経営陣が最終的に判断

 KADOKAWAの判断をどうとらえるべきか。中堅IT企業の役員はいう。

「個々の企業の経営判断によるので、なんともいえない。情報を漏洩されてしまうことで被る損失より、身代金の金額のほうが低いと判断して支払うというケースもあるだろうし、そうした損得勘定を抜きに『いかなる理由があっても支払うべきではない』という判断もあるだろう。KADOKAWAはサイバー攻撃の影響で36億円の特別損失を計上しており、この金額だけを見れば身代金の11億円を払ったほうが安かったということになるが、遅かれ早かれセキュリティ対策の強化を含めたシステム再構築はやらなければならなかったかもしれないし、情報漏洩に伴うお詫び金や損害賠償の支払いとは別に、企業の信用低下や情報を漏洩された人の迷惑度など、具体的な金額として算出できない損失というのもある。よって、身代金を支払ったほうが安く済んだのかどうなのかは算定のしようがない。

*提供データ:*
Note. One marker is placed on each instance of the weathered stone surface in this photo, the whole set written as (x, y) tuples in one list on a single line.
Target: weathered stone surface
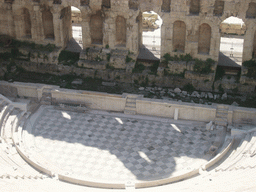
[(224, 96), (177, 90)]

*記述課題:*
1 > KADOKAWAの記事で、役員が情報漏洩に関わる損失や支払いとして挙げているものを、システム再構築以外にすべて挙げてください。
2 > KADOKAWAの身代金についての記事を、最後の一文の後から書き進めること。

*課題の解答:*
1 > お詫び金、損害賠償の支払い、企業の信用低下、情報を漏洩された人の迷惑度

2 >
 同社が支払い要求に応じなかったのは確固としたポリシーに基づくものだった可能性もあり、取引先やユーザをはじめとする多数のステークホルダーへの影響、攻撃で影響を受けたシステム・業務の範囲・重要性などさまざまな要素を勘案し、経営陣が最終的に判断を下したものなので、外部からとやかく言われる筋合いのものではない」

(文=Business Journal編集部)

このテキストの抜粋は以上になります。